自民党が議員立法で今国会での成立を目指す「統合型リゾート(IR)整備推進法案」(カジノ法案)は2016年12月2日の衆院内閣委員会で自民・日本維新の会の賛成多数で可決された。自民党は12月6日にも衆院本会議で通過させたい考えだ。
委員会での審議時間は6時間強。余りにも短い審議時間に、ほとんどの新聞が社説で「あまりにも乱暴」などと批判するほどだ。しかも、その「6時間強」の内容は、更にお寒いもので、複数の賛成派議員が時間を余らせ、般若心経の解説をしたり、勝手に野党の質問に答弁したりという有様だった。
「このIR法案には負の部分もある」
委員会の審議は11月30日と12月2日の2日間にかけて行われ、与野党合わせて11人が質問した。国会の審議の模様を録画した動画を見ると、驚くべきことに、最初に時間を余らせたのは、IR法案について「トップバッター」を務めた自民党の谷川弥一衆院議員(長崎3区)。最初はカジノを合法化することの影響やキャンブル依存症などの対策について質問していたが、約38分の持ち時間のうち30分ほどが経過すると、
「一応質問が終わったんですが、余りにも時間が余ってるんで、地元のことを1点。これは答えにくかったら答えなくて結構です。で、最後に私見を述べて終わります」
■ ■ ■ ■
## 課題の目的
カジノ法案の記事で、「自民党が議員立法で今国会での」から始まり「後に私見を述べて終わります」」で終わる部分を、「審議時間」を「質疑時間」に変えて書き直してください。
■ ■ ■ ■
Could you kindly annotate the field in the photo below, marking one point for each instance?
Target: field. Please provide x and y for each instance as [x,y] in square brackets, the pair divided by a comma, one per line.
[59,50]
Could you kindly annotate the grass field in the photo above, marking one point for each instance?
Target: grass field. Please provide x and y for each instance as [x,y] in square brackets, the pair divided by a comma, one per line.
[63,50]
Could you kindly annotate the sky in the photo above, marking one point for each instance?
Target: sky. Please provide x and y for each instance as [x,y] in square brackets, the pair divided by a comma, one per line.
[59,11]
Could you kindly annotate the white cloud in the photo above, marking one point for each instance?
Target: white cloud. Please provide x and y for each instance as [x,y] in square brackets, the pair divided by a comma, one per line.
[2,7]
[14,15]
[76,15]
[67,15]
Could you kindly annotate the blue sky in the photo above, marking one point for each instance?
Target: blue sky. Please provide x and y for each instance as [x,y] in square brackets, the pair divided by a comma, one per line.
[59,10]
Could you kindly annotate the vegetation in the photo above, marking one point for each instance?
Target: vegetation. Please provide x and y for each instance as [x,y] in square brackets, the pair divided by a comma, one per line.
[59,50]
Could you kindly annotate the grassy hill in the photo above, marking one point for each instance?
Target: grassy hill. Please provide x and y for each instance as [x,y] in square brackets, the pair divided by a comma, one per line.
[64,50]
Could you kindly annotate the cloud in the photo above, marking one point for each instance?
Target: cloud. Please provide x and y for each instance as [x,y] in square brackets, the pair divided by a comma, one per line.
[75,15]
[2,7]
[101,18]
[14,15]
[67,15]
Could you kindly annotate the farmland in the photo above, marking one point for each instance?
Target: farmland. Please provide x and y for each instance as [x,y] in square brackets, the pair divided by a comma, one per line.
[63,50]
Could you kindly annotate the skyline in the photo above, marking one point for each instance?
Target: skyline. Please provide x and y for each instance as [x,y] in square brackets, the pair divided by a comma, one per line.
■ ■ ■ ■
## 出力結果
自民党が議員立法で今国会での成立を目指す「統合型リゾート(IR)整備推進法案」(カジノ法案)は2016年12月2日の衆院内閣委員会で自民・日本維新の会の賛成多数で可決された。自民党は12月6日にも衆院本会議で通過させたい考えだ。
委員会での質疑時間は6時間強。余りにも短い質疑時間に、ほとんどの新聞が社説で「あまりにも乱暴」などと批判するほどだ。しかも、その「6時間強」の内容は、更にお寒いもので、複数の賛成派議員が時間を余らせ、般若心経の解説をしたり、勝手に野党の質問に答弁したりという有様だった。
「このIR法案には負の部分もある」
委員会の審議は11月30日と12月2日の2日間にかけて行われ、与野党合わせて11人が質問した。国会の審議の模様を録画した動画を見ると、驚くべきことに、最初に時間を余らせたのは、IR法案について「トップバッター」を務めた自民党の谷川弥一衆院議員(長崎3区)。最初はカジノを合法化することの影響やキャンブル依存症などの対策について質問していたが、約38分の持ち時間のうち30分ほどが経過すると、
「一応質問が終わったんですが、余りにも時間が余ってるんで、地元のことを1点。これは答えにくかったら答えなくて結構です。で、最後に私見を述べて終わります」